(Parts of the exercise)
**1.** In the passage on textile place names, where was the cotton for Liberty's Tana Lawn fabric grown?
**2.** From the passage on textile place names, copy the stretch from "Muslin comes from" through "the fabric originated)." word for word.

(Quoted passage)
Textile terminology has evolved from myriad sources but often the etymology involves the name of a place or town.
Muslin comes from Mussolo, the Italian for Mosul, Iraq, where mussolina/muslin was produced. In other parts of Asia it was known as ‘daka’, named for Dhaka, Bangladesh (where it’s thought the fabric originated).
I always wondered about the story behind Liberty’s Tana Lawn fabric – it’s named for Lake Tana in Ethiopia where the cotton for the fabric was grown, while lawn is a mis-rendering/anglicisation of Laon, a town in France where large amounts of fine linen were made.
Paisley, the English word for the Persian boteh teardrop design, is named for the textile manufacturing town in West Scotland. The Argyle pattern is the tartan of Clan Campbell from Argyll (also in West Scotland). Angora wool takes its name from the capital of Turkey, Angora, now Ankara (from the Greek ankyra, ‘anchor’.)

(Data segment)
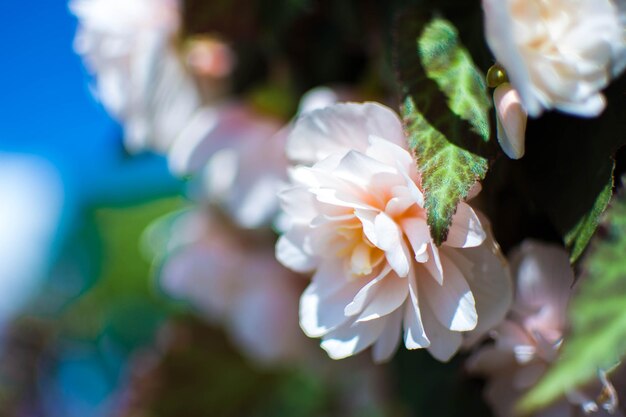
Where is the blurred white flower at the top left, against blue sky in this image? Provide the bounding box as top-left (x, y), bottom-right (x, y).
top-left (70, 0), bottom-right (211, 152)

(Solutions per task)
**1.** At Lake Tana in Ethiopia.

**2.**
Muslin comes from Mussolo, the Italian for Mosul, Iraq, where mussolina/muslin was produced. In other parts of Asia it was known as ‘daka’, named for Dhaka, Bangladesh (where it’s thought the fabric originated).